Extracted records
┌──

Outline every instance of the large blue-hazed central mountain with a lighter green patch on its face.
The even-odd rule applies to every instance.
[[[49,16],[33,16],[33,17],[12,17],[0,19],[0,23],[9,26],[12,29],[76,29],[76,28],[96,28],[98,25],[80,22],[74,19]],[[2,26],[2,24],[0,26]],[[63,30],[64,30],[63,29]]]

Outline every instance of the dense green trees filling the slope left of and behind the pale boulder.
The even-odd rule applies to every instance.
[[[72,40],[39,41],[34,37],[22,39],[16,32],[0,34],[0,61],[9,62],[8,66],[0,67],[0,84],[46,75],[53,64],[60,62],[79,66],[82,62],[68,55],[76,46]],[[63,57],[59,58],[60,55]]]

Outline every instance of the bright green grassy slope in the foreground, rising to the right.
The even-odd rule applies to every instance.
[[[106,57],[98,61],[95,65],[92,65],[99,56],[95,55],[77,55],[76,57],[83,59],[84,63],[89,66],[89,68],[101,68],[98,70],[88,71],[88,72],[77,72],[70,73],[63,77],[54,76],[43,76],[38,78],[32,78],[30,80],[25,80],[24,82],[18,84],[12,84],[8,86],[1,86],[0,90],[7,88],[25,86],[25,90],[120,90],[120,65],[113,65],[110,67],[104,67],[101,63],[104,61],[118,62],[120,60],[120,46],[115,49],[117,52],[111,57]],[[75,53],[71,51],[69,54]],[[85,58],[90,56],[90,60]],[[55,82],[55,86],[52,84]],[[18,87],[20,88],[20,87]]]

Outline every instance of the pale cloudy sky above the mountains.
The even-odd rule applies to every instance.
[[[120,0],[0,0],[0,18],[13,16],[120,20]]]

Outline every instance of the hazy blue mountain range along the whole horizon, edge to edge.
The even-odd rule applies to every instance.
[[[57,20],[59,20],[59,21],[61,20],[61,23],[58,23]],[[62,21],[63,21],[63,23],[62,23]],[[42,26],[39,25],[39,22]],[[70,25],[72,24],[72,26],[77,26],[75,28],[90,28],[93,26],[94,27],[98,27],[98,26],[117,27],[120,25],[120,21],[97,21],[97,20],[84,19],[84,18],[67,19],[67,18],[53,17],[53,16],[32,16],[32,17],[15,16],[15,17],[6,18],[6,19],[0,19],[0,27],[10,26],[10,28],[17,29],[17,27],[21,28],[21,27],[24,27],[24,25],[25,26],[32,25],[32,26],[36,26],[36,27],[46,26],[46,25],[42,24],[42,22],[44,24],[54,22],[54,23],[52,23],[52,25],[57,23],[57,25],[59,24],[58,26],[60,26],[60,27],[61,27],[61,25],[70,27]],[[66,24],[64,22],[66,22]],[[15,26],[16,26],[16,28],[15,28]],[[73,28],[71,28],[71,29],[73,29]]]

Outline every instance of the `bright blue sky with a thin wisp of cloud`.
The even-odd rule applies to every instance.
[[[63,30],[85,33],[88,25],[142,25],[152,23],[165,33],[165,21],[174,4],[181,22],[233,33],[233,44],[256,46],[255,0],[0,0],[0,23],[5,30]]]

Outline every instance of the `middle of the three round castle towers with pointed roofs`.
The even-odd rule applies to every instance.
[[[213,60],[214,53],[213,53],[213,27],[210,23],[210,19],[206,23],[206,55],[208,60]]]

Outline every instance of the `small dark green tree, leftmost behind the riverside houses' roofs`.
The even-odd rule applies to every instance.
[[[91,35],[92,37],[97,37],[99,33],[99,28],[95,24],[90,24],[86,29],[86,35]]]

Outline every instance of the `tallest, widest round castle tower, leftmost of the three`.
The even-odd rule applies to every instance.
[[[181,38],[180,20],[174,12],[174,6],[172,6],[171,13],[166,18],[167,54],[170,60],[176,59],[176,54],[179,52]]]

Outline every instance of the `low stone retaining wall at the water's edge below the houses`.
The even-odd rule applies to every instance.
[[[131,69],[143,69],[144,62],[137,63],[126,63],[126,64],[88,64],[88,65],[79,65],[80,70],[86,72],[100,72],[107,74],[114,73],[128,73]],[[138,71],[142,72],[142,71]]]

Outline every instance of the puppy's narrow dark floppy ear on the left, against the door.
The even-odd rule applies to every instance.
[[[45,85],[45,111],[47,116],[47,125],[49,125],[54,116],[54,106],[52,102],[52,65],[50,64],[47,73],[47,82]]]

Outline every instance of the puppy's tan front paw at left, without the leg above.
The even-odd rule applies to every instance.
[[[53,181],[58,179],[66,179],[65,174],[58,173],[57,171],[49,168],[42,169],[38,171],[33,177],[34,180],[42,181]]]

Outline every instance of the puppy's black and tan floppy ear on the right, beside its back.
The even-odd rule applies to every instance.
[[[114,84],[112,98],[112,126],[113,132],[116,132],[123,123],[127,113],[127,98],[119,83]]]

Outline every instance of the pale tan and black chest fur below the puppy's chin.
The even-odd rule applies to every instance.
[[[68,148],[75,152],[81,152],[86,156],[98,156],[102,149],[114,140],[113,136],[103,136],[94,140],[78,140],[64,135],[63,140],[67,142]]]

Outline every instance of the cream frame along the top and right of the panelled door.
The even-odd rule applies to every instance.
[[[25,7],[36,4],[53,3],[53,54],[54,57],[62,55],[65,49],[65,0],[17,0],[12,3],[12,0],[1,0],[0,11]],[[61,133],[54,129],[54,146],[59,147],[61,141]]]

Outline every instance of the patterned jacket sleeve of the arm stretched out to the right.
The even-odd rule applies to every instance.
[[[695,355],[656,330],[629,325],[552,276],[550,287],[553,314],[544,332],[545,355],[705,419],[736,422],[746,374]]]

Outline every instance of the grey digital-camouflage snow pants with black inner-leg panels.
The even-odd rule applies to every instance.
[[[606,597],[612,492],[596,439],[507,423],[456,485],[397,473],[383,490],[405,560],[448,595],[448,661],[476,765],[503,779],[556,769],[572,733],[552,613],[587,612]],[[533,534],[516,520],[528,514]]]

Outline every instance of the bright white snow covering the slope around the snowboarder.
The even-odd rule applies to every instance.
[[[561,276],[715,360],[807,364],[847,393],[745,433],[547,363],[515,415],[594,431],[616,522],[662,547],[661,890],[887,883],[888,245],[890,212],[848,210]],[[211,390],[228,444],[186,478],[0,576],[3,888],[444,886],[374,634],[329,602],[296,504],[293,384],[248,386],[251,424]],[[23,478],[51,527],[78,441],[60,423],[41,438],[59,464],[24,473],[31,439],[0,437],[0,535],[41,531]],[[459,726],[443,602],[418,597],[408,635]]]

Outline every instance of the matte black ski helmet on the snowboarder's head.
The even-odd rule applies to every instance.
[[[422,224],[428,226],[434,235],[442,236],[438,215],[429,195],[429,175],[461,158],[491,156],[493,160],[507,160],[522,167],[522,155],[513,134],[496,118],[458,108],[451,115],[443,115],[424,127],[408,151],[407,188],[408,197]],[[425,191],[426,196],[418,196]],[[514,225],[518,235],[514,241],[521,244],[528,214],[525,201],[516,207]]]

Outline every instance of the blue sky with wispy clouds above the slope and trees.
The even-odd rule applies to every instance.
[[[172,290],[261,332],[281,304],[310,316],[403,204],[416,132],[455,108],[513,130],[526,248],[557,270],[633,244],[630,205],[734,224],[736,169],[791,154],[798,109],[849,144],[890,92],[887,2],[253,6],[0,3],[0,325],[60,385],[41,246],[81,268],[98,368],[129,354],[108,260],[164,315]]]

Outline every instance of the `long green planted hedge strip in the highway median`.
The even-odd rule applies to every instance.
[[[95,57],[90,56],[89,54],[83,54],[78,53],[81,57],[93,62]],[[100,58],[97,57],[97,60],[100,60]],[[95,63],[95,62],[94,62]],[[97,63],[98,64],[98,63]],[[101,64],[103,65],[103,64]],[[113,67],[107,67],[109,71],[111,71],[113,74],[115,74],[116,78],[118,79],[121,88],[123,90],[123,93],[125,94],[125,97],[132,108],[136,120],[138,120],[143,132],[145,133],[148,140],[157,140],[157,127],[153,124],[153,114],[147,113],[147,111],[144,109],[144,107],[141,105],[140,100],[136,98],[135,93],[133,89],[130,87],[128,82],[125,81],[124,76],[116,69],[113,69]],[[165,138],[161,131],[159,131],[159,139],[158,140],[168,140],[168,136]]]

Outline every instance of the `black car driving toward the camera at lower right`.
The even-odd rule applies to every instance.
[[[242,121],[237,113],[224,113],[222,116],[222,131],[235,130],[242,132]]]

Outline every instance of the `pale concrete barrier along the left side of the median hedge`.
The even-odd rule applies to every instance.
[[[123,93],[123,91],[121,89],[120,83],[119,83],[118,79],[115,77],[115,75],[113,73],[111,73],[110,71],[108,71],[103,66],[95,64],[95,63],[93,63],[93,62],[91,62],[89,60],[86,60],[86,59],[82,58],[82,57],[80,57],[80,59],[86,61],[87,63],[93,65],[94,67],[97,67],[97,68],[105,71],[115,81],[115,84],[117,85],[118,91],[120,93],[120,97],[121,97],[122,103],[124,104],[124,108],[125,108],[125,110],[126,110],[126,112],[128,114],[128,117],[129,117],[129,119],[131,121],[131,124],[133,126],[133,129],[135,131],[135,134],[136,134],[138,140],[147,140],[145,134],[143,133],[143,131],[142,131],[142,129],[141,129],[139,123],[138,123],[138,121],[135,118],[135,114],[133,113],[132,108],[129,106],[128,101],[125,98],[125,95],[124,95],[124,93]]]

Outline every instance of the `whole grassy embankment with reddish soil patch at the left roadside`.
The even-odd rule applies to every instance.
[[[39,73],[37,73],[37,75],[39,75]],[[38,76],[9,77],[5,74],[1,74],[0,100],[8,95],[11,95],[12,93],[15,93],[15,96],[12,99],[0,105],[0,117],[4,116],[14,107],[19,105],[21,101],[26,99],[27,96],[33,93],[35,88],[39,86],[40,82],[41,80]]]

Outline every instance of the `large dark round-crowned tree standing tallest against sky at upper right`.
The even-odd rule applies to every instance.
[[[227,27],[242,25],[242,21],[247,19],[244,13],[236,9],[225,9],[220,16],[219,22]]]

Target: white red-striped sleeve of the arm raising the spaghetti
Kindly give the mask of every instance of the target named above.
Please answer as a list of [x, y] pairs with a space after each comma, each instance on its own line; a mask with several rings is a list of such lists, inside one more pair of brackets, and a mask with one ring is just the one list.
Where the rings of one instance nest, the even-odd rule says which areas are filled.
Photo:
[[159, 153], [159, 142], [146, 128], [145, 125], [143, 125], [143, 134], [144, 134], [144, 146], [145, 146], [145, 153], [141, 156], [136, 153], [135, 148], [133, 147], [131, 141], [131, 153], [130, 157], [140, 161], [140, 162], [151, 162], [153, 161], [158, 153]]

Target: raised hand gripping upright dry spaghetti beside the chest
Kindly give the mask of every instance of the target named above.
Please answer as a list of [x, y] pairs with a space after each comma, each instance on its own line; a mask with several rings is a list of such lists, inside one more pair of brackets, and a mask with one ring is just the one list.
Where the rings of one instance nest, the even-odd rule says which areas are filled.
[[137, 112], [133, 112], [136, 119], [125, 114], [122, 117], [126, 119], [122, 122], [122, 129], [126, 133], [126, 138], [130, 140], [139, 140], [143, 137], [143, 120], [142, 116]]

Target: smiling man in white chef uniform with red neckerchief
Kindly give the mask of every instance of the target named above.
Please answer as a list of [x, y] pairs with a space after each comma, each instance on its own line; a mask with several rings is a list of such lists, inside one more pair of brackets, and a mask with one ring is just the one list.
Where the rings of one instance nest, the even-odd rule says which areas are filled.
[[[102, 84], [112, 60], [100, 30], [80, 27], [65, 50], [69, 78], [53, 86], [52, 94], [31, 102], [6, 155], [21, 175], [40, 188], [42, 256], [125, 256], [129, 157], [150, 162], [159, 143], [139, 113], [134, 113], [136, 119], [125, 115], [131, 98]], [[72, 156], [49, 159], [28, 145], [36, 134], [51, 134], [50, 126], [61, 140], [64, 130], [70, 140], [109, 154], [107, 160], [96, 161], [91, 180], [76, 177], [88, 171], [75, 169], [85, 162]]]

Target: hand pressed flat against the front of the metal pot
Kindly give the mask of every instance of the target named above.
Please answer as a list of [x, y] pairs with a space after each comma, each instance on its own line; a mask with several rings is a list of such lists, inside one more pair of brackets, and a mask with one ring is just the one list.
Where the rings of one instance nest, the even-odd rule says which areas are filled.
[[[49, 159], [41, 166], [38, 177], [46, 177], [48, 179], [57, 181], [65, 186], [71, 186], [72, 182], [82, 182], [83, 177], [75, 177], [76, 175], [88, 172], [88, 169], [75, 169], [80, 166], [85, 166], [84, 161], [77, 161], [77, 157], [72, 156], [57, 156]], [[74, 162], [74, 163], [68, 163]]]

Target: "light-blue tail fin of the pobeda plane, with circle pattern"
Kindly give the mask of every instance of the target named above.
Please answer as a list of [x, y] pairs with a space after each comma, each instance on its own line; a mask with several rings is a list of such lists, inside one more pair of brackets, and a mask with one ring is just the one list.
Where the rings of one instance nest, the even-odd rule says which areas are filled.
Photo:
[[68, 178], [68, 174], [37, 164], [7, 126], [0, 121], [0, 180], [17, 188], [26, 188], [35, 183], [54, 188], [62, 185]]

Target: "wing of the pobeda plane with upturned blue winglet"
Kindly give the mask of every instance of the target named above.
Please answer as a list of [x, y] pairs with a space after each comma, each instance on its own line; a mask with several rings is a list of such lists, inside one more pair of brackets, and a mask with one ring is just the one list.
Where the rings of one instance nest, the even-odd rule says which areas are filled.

└──

Copy each line of the records that has "puppy" in it.

Output below
Outline every instance of the puppy's narrow dark floppy ear on the left, against the door.
Outline every instance of the puppy's tan front paw at left, without the leg above.
Outline every instance of the puppy's black and tan floppy ear on the right, beside its back.
Outline every instance of the pale tan and black chest fur below the puppy's chin.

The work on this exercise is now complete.